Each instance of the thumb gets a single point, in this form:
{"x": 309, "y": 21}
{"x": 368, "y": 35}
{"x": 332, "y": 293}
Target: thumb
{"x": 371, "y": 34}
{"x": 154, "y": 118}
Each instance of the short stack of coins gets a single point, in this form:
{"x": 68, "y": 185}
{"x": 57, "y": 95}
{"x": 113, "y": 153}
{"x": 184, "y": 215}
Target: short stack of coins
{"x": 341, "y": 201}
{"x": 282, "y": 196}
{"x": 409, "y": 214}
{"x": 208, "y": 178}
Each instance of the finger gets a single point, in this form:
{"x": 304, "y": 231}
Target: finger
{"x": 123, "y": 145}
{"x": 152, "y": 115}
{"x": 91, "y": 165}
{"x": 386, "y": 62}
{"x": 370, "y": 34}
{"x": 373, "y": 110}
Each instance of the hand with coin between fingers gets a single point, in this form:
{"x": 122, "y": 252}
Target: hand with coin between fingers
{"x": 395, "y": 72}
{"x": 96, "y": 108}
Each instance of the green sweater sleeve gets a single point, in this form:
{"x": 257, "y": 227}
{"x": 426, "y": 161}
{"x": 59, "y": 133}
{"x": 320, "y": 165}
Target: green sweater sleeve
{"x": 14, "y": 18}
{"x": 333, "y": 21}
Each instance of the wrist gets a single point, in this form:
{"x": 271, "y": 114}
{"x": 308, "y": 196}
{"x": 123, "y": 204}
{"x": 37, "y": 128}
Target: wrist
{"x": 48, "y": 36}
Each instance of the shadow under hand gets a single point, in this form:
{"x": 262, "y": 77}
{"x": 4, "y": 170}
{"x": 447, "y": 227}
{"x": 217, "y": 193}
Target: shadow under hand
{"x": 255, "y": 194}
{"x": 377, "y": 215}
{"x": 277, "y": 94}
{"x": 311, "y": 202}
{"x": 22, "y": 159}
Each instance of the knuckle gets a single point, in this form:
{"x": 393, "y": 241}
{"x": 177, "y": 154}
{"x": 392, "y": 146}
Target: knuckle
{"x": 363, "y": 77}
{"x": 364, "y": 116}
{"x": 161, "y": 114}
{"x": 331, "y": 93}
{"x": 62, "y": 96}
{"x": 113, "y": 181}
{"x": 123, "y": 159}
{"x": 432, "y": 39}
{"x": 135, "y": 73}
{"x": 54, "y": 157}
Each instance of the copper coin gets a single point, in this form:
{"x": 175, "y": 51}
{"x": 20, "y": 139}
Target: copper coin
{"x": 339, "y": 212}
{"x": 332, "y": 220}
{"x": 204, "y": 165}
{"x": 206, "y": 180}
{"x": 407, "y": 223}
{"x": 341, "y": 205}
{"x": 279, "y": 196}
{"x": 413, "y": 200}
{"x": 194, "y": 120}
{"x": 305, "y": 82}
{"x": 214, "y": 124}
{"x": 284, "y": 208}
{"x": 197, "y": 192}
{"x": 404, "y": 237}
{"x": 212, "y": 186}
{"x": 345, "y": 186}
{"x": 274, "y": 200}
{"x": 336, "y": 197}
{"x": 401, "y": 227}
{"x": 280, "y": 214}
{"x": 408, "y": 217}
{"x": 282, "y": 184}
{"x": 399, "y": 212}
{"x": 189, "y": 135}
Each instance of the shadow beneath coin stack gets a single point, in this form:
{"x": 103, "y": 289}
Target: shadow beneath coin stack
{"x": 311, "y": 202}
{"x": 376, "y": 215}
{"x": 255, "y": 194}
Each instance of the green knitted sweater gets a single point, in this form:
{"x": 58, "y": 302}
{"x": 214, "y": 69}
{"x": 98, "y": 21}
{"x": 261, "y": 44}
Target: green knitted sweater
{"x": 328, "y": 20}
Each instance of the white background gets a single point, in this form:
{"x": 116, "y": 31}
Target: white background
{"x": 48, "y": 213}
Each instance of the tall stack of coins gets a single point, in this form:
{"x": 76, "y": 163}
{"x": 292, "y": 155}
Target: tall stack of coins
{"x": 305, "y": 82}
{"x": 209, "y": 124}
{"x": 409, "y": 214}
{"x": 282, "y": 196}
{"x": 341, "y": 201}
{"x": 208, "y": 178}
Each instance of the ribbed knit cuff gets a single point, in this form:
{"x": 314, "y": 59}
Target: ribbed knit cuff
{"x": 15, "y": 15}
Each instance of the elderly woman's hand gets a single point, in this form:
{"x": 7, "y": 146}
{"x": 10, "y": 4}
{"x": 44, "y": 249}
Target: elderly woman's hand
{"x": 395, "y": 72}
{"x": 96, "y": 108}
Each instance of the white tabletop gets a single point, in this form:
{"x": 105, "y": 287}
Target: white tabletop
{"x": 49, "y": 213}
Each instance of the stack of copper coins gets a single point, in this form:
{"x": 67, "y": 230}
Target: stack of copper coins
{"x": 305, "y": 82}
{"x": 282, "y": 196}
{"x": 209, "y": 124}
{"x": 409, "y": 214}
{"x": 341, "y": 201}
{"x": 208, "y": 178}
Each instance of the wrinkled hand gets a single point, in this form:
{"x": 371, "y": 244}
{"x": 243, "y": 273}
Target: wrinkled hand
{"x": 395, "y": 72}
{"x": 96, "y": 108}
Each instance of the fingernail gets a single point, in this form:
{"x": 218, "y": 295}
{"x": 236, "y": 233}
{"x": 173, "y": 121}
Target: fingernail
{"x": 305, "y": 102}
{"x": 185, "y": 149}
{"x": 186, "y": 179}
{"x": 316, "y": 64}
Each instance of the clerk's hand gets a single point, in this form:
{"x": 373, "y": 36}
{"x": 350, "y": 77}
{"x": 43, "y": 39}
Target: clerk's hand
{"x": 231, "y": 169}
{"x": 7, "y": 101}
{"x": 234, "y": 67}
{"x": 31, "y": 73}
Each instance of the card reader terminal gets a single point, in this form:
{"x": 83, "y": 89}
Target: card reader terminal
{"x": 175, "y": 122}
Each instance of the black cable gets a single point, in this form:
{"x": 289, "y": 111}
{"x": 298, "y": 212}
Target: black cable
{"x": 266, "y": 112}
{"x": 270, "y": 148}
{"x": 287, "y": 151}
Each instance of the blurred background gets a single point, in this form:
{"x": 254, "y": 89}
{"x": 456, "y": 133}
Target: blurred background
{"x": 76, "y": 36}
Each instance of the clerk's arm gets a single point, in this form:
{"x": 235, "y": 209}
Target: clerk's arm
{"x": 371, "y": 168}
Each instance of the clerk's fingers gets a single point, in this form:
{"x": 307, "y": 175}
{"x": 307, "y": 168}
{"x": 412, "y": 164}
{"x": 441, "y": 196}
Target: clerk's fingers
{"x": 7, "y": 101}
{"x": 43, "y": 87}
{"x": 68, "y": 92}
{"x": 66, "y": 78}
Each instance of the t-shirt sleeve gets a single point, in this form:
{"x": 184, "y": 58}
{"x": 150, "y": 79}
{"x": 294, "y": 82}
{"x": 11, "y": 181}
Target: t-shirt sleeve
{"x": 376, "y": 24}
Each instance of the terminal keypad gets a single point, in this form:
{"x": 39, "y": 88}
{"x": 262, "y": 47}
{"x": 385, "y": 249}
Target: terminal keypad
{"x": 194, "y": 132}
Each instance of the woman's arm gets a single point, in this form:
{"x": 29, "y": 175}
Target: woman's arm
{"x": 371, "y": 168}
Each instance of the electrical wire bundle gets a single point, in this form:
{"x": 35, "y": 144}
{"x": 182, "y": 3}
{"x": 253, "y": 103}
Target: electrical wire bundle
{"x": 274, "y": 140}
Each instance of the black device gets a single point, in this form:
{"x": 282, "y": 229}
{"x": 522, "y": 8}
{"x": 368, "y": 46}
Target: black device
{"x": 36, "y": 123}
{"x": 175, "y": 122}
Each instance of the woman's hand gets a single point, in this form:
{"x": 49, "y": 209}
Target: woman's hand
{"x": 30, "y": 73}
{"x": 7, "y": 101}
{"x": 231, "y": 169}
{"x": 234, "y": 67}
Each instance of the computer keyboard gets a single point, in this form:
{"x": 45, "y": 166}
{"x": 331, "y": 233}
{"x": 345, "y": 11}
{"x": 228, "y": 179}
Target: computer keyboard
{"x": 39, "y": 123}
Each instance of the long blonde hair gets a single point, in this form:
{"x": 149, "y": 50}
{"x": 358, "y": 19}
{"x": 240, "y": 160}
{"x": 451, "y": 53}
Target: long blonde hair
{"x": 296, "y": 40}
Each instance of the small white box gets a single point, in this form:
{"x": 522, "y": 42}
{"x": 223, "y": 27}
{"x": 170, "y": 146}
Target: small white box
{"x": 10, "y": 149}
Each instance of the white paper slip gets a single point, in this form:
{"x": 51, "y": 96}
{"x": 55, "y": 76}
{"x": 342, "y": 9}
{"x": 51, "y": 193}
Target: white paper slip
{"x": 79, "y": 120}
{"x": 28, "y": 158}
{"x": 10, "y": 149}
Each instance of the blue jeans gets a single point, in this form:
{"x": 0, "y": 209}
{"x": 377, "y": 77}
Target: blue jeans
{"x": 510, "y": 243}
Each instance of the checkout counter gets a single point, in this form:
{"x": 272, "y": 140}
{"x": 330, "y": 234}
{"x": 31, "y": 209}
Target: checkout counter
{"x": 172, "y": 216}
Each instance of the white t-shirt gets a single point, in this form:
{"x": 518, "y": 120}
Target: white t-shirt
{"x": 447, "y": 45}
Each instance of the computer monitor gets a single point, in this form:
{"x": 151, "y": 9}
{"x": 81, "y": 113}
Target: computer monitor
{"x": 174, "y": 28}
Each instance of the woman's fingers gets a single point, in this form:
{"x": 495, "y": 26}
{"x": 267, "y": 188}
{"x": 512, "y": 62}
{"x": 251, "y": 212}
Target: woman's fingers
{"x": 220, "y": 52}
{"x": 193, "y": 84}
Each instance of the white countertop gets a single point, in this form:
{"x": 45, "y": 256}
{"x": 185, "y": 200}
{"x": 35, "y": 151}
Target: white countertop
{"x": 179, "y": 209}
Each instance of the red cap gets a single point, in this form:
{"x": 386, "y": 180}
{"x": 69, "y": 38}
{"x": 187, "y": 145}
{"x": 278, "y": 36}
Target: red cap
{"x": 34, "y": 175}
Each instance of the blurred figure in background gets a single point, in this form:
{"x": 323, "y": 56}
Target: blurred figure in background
—————
## [The request]
Find the line containing "Each instance of the woman's fingers", then output it and every line after it to the end of the data, exactly.

## [The answer]
Each instance of the woman's fingers gets a single point, in this form:
{"x": 495, "y": 26}
{"x": 267, "y": 188}
{"x": 512, "y": 62}
{"x": 251, "y": 212}
Target: woman's fingers
{"x": 220, "y": 52}
{"x": 193, "y": 84}
Each instance of the white countertop gets a single point, in this form:
{"x": 45, "y": 256}
{"x": 185, "y": 200}
{"x": 35, "y": 151}
Target: white countertop
{"x": 179, "y": 209}
Each instance of the red cap gets a single point, in this form:
{"x": 386, "y": 180}
{"x": 69, "y": 38}
{"x": 187, "y": 145}
{"x": 278, "y": 36}
Target: red cap
{"x": 34, "y": 175}
Each instance of the blurred figure in background gets a single point, in this form:
{"x": 323, "y": 56}
Target: blurred figure in background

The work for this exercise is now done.